• Exercise materials
★ ★ ★

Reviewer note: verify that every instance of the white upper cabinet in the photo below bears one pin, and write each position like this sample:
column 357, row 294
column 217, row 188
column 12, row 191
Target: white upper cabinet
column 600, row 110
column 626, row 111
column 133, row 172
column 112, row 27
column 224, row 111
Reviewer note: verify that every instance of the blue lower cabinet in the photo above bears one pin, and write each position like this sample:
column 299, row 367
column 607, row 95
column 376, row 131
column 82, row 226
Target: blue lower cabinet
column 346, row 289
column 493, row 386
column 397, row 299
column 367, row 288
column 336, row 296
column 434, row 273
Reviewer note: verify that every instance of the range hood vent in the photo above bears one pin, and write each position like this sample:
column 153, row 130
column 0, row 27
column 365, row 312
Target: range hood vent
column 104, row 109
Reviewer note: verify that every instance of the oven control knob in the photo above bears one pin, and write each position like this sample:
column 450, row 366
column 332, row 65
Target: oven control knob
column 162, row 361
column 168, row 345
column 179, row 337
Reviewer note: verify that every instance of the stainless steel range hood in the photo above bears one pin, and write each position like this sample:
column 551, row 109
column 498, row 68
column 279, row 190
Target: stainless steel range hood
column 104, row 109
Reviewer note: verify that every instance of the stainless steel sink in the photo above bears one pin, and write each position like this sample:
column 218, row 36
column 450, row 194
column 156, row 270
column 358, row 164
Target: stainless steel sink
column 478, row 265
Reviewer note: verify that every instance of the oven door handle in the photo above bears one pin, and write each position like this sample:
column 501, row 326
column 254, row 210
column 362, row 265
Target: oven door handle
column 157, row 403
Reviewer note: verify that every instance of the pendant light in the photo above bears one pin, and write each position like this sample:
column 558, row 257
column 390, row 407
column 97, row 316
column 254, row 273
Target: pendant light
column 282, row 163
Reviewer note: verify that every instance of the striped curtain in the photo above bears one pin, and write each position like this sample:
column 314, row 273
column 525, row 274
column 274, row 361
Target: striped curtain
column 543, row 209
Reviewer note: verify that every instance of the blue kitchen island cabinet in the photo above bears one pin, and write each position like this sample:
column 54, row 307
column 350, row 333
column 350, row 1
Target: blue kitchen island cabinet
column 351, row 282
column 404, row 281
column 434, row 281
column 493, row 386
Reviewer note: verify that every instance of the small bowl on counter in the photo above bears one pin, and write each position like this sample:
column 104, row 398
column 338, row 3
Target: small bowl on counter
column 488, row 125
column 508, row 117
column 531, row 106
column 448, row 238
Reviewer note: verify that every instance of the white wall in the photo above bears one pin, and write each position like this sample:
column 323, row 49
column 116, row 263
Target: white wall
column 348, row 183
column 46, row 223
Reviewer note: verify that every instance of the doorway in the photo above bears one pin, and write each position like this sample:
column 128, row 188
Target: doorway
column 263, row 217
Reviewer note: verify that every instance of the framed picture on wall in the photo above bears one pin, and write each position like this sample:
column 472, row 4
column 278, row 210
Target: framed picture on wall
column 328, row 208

★ ★ ★

• Exercise task
Reproduce all of the rows above word for word, keeping every line unchanged.

• Result of this exercise
Reviewer note: verify that every instance of the white upper cabinet in the photo below bears one pin, and write each position like this sample:
column 357, row 294
column 217, row 188
column 12, row 191
Target: white upper cabinet
column 600, row 110
column 626, row 111
column 133, row 172
column 112, row 27
column 224, row 111
Reviewer note: verify that every instance of the blue lower cabinet in the photo above bears one pin, and write each position like this sample:
column 299, row 367
column 607, row 95
column 376, row 131
column 82, row 226
Target: blue lower cabinet
column 346, row 289
column 493, row 386
column 397, row 299
column 367, row 288
column 336, row 296
column 434, row 273
Reviewer note: verify that every instance of the range hood vent in the photo above bears one pin, and write each position like this sample:
column 153, row 130
column 0, row 27
column 365, row 312
Target: range hood vent
column 104, row 109
Reviewer note: verify that every instance of the oven control knob in the photo above bears one pin, and write each position like this sample:
column 450, row 366
column 332, row 65
Target: oven control knob
column 162, row 361
column 168, row 345
column 179, row 337
Reviewer note: verify that every instance of the stainless steel range hood in the photo above bears one pin, and write each position like this sample:
column 551, row 109
column 498, row 68
column 279, row 190
Target: stainless steel range hood
column 104, row 109
Reviewer note: verify that every instance of the stainless steel sink in the photo above bears one pin, and write each position like this sample:
column 218, row 36
column 450, row 194
column 156, row 270
column 358, row 164
Target: stainless steel sink
column 478, row 265
Reviewer note: verify that every instance of the oven door handle in the photo above bears one pin, and write each position like this sample:
column 501, row 326
column 254, row 210
column 362, row 265
Target: oven door handle
column 157, row 403
Reviewer note: verify that every instance of the pendant light in the photo above bears one pin, and write each position like this sample:
column 558, row 257
column 390, row 407
column 97, row 316
column 254, row 273
Target: pendant light
column 282, row 163
Reviewer note: verify that every instance of the striped curtain in the photo above bears one pin, and write each position like this sample:
column 314, row 273
column 525, row 274
column 274, row 361
Target: striped curtain
column 543, row 209
Reviewer note: verify that every instance of the blue kitchen island cabinet in the photo above bears one pin, and write each position like this sample:
column 54, row 307
column 350, row 333
column 350, row 1
Target: blue kitchen island cabinet
column 351, row 282
column 404, row 281
column 434, row 281
column 493, row 386
Reviewer note: verify that every instance of the small bowl on counter in the photo above bears one pin, and write each position like this sample:
column 104, row 398
column 338, row 3
Target: small bowl on counter
column 488, row 125
column 508, row 117
column 531, row 106
column 448, row 238
Reviewer note: verify that every instance of the white wall in the photo above bears one pin, and write each position like this sample:
column 323, row 49
column 116, row 263
Target: white wall
column 348, row 183
column 46, row 223
Reviewer note: verify that every instance of the doorway in the photo above bears one pin, and write each position like this sample:
column 128, row 188
Target: doorway
column 263, row 217
Reviewer note: verify that every instance of the framed picture on wall in the photo above bears one pin, and write each position like this sample:
column 472, row 4
column 278, row 210
Target: framed picture on wall
column 328, row 208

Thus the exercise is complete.